====== Data ======

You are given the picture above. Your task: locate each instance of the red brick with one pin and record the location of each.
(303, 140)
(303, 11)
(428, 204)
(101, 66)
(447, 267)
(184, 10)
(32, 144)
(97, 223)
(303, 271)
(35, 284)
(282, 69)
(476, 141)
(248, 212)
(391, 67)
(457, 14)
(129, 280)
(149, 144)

======

*Exercise objective:* Express the material above as a JSON list of strings, one string per line, with blank lines left out.

*Written response:*
[
  "You are given the picture above. Your task: locate each instance of the red brick with one pin and record the location of each.",
  "(303, 140)",
  "(303, 11)",
  "(428, 204)",
  "(101, 66)",
  "(447, 267)",
  "(184, 10)",
  "(32, 144)",
  "(97, 223)",
  "(303, 271)",
  "(35, 284)",
  "(282, 69)",
  "(476, 141)",
  "(248, 212)",
  "(391, 67)",
  "(457, 14)",
  "(129, 280)",
  "(149, 144)"
]